> What is expected:
Reproduce the listing exactly, with no pictures in your copy.
Excerpted records START
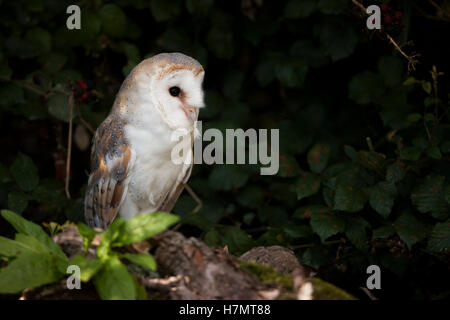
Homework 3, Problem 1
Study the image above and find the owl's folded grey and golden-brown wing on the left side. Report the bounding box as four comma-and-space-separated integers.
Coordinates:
84, 117, 135, 229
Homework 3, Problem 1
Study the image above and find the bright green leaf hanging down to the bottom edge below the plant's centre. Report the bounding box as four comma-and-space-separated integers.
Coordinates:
94, 257, 137, 300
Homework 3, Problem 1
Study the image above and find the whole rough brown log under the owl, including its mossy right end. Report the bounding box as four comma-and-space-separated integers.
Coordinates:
21, 227, 350, 300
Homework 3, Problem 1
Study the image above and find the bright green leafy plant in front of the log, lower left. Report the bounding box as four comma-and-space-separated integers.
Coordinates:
0, 210, 178, 299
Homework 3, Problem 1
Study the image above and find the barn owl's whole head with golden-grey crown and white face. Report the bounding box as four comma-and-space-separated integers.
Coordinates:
121, 53, 205, 129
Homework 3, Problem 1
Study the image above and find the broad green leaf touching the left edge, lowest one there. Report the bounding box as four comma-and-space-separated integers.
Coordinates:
0, 251, 63, 293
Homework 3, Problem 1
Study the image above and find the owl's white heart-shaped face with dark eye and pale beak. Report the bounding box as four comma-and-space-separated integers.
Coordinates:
150, 69, 205, 128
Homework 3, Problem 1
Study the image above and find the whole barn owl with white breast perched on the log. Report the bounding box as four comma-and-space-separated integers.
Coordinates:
84, 53, 205, 229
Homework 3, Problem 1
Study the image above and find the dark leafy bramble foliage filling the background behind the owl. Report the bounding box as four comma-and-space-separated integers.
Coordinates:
0, 0, 450, 299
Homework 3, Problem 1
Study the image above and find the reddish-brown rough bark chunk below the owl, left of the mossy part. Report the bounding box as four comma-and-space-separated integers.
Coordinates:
148, 231, 280, 300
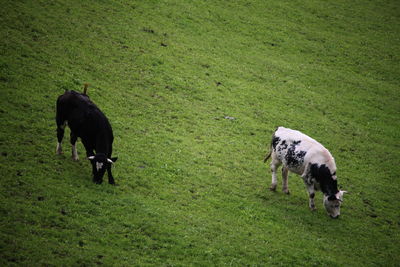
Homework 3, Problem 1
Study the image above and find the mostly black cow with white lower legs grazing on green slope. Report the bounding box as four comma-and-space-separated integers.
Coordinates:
56, 84, 117, 184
Excerpted records END
> Answer to this task:
Homework 3, Problem 1
Study the image above and find the owl's folded grey and golden-brown wing on the left side. Report the bounding box as four comma-and-space-separated integers.
Coordinates:
84, 117, 135, 229
Homework 3, Problem 1
Study the image above and find the bright green leaf hanging down to the bottom edge below the plant's centre. Report the bounding box as four comma-and-space-separated integers.
Coordinates:
94, 257, 137, 300
Homework 3, Problem 1
Study the image above and find the whole rough brown log under the owl, including its mossy right end. Report the bounding box as four comma-and-space-separated integers.
Coordinates:
21, 227, 350, 300
Homework 3, Problem 1
Study the image above and find the bright green leafy plant in front of the log, lower left. Report the bounding box as four comma-and-space-separated integers.
Coordinates:
0, 210, 178, 299
Homework 3, Problem 1
Study the image above and find the barn owl's whole head with golden-grey crown and white face. Report the bounding box as four comma-and-space-separated integers.
Coordinates:
121, 53, 205, 129
Homework 3, Problem 1
Study the image above and find the broad green leaf touching the left edge, lowest one there. Report the bounding box as four comma-and-space-separated integers.
Coordinates:
0, 251, 63, 293
Homework 3, Problem 1
Study the image above and find the owl's white heart-shaped face with dark eye and pale beak. Report the bounding box as four comma-and-space-separated integers.
Coordinates:
150, 69, 205, 128
Homework 3, Problem 1
Study the image above and find the whole barn owl with white breast perched on the log. Report the bounding box as four comma-and-space-separated integers.
Coordinates:
84, 53, 205, 229
Homework 3, Problem 1
Study the image above and find the dark leafy bramble foliage filling the background behind the owl. Report the bounding box as four comma-and-space-separated integers.
Coordinates:
0, 0, 450, 299
Homework 3, Problem 1
Study the image above and find the reddish-brown rough bark chunk below the owl, left of the mossy part. Report the bounding box as four comma-and-space-separated integers.
Coordinates:
148, 231, 280, 300
Homework 3, Problem 1
Study the image above and find the mostly black cow with white lower legs grazing on green slope. Report the bounding box as four comma-and-space-separated integers.
Coordinates:
56, 84, 117, 184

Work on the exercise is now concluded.